■ **PASSAGE EXTRAIT**:

╔══

IV – DIAGNOSTIC BACTÉRIOLOGIQUE :
A – Produit pathologique :
Le prélèvement est réalisé au niveau du chancre après détersion, à la base de l’ulcère avec un vaccinostyle ou un écouvillon ou par ponction au niveau du bubon inguinal. La conservation et le transport sont à éviter et le produit doit être mis en culture immédiatement.
B – Examen direct :
L’examen microscopique du frottis se fait après coloration au bleu de méthylène ou au Giemsa. La coloration de Gram ne permet pas de visualiser correctement le bacille de Ducrey. La lecture peut être rendue difficile par la présence d’une flore associée. H. ducreyi se présente comme un bacille court (0,5 µm x 1,5-2 (im), à bouts arrondis, à coloration bipolaire intra et extra-cellulaire, évoquant une épingle de sûreté. Les bactéries peuvent être isolées ou groupées en chaîne (aspect en chaîne de bicyclette) ou en banc de poisson. L’examen direct est positif dans 50 à 80 % des cas.
C – Culture :
H. ducreyi fait partie des bactéries de culture difficile ou « bactéries exigeantes ». De plus la présence fréquente d’autres bactéries dans le prélèvement nécessite l’utilisation de milieux sélectifs. Différents milieux solides ont été proposés, gélose au sang (humain, lapin, de foetus de bovidé), gélose chocolat et Isovitalex.
L’enrichissement en hémine et en sérum (10 – 20 %) améliore le rendement des cultures. L’addition de vancomycine (3 mg/1) et de polymyxine (7,5 mg/1) réalise un milieu sélectif (VCN). Il est nécessaire d’utiliser deux milieux (sélectif et non sélectif) lors de l’isolement. Les meilleurs milieux de base sont la gélose Columbia, la gélose PPLO et le milieu GC pour gonocoque.
L’incubation est réalisée à 33-35°C en atmosphère de 5 à 10 % de CO2 et saturée d’humidité.
Les colonies, visibles après 2 à 5 jours d’incubation, sont petites, semi-opaques, gris-jaunes, non muqueuses, qui, lors de la tentative de prélèvement, glissent intactes sur la gélose.
Le produit pathologique lors de la récolte peut être inoculé dans 1 ml de sérum (humain, lapin ou foetal de bovidé) et incubé à 35°C pendant 2-3 jours. Ceci réalise un enrichissement du bacille de Ducrey qui, après coloration, se présente sous forme de longues chaînes de bacilles à coloration bipolaire ayant l’aspect de chaîne de bicyclette.

╚══

■ **DONNÉES FOURNIES**:
╔══

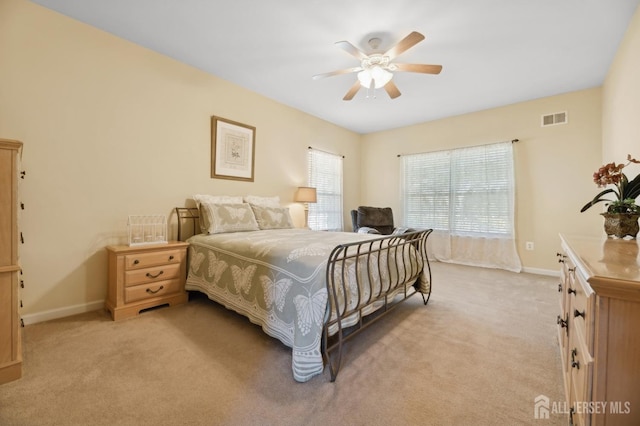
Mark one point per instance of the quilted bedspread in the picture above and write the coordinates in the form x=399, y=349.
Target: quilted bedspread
x=276, y=278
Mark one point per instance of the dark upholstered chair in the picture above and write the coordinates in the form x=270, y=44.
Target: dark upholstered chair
x=373, y=220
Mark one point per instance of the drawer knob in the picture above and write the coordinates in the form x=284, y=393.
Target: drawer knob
x=154, y=291
x=574, y=364
x=562, y=323
x=150, y=275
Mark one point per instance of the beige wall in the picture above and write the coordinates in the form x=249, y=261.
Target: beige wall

╚══

■ **LISTE DES TÂCHES**:
A: Recopiez le passage sur le diagnostic bactériologique du bacille de Ducrey, de « L’enrichissement en hémine » jusqu'à « GC pour gonocoque. » inclus.
B: Traduisez en anglais cette phrase du passage sur le diagnostic bactériologique du bacille de Ducrey : « L’incubation est réalisée à 33-35°C en atmosphère de 5 à 10 % de CO2 et saturée d’humidité. »
C: Poursuivez le passage sur le diagnostic bactériologique du bacille de Ducrey à la suite de sa dernière phrase.
Les données n'ont aucun rôle ici.

■ **RÉPONSES PAR TÂCHE**:
A:
L’enrichissement en hémine et en sérum (10 – 20 %) améliore le rendement des cultures. L’addition de vancomycine (3 mg/1) et de polymyxine (7,5 mg/1) réalise un milieu sélectif (VCN). Il est nécessaire d’utiliser deux milieux (sélectif et non sélectif) lors de l’isolement. Les meilleurs milieux de base sont la gélose Columbia, la gélose PPLO et le milieu GC pour gonocoque.

B: Incubation is carried out at 33–35°C in an atmosphere containing 5 to 10% CO2 and saturated with humidity.

C:
D – Identification :
L’espèce est pauvre en critères d’identification. H. ducreyi est une espèce exigeante en facteur X et ses besoins sont élevés (200 mg/1), supérieurs à ceux des autres Haemophilus. Le besoin en facteur X est difficile à explorer par le satellitisme autour d’un disque sur milieu déficient comme pour les autres Haemophilus, mais il peut l’être par le test à la porphyrine (recherche de synthèse de prophyrine à partir de l’acide delta aminolevulinique).
Les caractères habituels d’identification sont en majorité négatifs ; les principaux caractères positifs sont la réduction des nitrates en nitrites ; la présence d’une phosphatase-alcaline et le test à l’oxydase réalisé avec le tétra-méthyl-pphénylènediamine.
H. ducreyi possède des amino-peptidases mais pas de glycosidases.
Le profil électrophorétique des protéines de membrane externe permet de définir des sous-types utilisables pour les études épidémiologiques.
Le diagnostic repose donc sur l’aspect particulier du bacille, les exigences de culture et les caractères biochimiques négatifs.
Le diagnostic différentiel est à envisager pour des colonies à croissance lente comme certaines corynébactéries (à Grain positif).
V – TRAITEMENT ET PROPHYLAXIE :
Le traitement fait appel à des soins locaux et une antibiothérapie par voie générale : les antibiotiques utilisés avec succès sont le triméthoprime – sulfaméthoxazole, la streptomycine, les tétracyclines, l’étrythromycine.
Il existe des souches résistantes à l’ampicilline (par production d’une bêta-lactamase), à la tétracycline, au chloramphénicol, aux sulfamides, aux aminosides. Ces résistances sont d’origine plasmidique.
La prophylaxie est celle des maladies sexuellement transmissibles. Il n’existe pas d’immunité de surinfection.